== Supplied passage ==
[Start]

# Command for the table Ruffini-Horner algorithm

I am trying to code a command in LaTeX to type the tables used in the computation of the Ruffini-Horner algorithm. You can see in the Wikipedia link above that these are rather simple tables. There is a vertical line at the beginning, after the first column, and there is a horizontal line at the end, before the last row.

I would like to have a command that I can pass the numerical entries of the table and ir draw the rest.

How to do this?

I would like something like \ruffini{...} and in entries we either enter the list of numbers, perhaps separated by commas. Or maybe even entering the numbers with the separators & and \\ to format in what position the go in the table. But I wouldn't want to be thinking about the lines in the table. I would like the command to take care of the line.

[End]

Write out the stretch of the Ruffini-Horner table question from "I would like something" through "of the line.", swapping "commas" for "semicolons".

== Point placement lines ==
[Start]

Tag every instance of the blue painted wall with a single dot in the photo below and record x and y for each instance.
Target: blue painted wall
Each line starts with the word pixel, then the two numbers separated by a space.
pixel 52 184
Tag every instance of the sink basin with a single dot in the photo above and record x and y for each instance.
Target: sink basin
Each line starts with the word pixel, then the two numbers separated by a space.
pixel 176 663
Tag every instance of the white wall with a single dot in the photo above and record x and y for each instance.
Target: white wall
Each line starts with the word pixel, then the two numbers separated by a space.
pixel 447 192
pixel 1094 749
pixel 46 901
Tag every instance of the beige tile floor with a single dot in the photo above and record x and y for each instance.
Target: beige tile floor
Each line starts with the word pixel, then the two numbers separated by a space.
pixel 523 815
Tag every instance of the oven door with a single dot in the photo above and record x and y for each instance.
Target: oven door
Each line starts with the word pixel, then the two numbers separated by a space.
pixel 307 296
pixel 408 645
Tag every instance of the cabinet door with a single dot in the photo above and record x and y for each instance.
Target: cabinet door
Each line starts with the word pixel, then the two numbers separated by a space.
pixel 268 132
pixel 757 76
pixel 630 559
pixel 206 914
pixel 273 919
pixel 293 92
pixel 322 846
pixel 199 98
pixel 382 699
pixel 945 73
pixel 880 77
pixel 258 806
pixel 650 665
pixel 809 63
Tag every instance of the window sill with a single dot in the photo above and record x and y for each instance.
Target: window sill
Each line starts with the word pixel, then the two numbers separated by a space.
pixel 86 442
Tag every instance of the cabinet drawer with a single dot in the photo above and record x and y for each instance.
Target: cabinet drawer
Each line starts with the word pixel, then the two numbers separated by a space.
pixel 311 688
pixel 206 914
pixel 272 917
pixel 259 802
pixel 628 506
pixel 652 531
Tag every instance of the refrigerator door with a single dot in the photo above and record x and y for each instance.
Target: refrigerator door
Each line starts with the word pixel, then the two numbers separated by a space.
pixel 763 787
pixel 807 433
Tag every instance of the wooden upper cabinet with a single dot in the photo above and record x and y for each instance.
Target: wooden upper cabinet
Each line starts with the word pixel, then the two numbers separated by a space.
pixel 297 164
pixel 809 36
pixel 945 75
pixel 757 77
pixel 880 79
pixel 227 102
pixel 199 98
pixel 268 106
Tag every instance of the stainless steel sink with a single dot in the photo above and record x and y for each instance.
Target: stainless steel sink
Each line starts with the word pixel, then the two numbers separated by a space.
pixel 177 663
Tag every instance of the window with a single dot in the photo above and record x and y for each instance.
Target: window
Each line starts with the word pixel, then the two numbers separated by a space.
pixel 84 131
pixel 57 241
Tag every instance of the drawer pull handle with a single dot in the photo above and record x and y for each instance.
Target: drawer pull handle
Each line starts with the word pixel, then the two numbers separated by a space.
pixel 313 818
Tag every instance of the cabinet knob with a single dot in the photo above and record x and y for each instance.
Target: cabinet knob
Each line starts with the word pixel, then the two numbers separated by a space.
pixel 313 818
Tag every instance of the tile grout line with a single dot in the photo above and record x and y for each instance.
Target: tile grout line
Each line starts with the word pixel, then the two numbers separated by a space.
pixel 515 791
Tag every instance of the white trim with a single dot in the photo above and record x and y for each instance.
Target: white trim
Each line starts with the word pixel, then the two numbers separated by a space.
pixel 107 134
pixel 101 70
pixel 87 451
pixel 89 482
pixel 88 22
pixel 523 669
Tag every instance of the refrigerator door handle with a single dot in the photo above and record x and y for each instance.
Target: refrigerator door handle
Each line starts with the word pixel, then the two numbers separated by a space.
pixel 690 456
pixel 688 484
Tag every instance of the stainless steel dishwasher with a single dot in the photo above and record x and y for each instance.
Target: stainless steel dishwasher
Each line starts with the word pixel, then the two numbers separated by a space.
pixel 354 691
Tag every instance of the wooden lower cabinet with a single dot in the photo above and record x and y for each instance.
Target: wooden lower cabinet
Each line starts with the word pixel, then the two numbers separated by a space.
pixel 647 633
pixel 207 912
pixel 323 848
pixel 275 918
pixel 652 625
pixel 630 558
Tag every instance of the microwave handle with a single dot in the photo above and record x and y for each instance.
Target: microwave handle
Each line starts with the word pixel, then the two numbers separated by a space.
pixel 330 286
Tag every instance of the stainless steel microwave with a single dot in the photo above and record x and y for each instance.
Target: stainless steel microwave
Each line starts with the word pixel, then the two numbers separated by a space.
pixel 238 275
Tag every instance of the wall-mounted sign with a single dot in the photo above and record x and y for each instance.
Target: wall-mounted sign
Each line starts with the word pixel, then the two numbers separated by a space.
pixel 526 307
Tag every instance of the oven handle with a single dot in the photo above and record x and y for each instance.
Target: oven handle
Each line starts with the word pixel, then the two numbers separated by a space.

[End]

== Reply to the task ==
I would like something like \ruffini{...} and in entries we either enter the list of numbers, perhaps separated by semicolons. Or maybe even entering the numbers with the separators & and \\ to format in what position the go in the table. But I wouldn't want to be thinking about the lines in the table. I would like the command to take care of the line.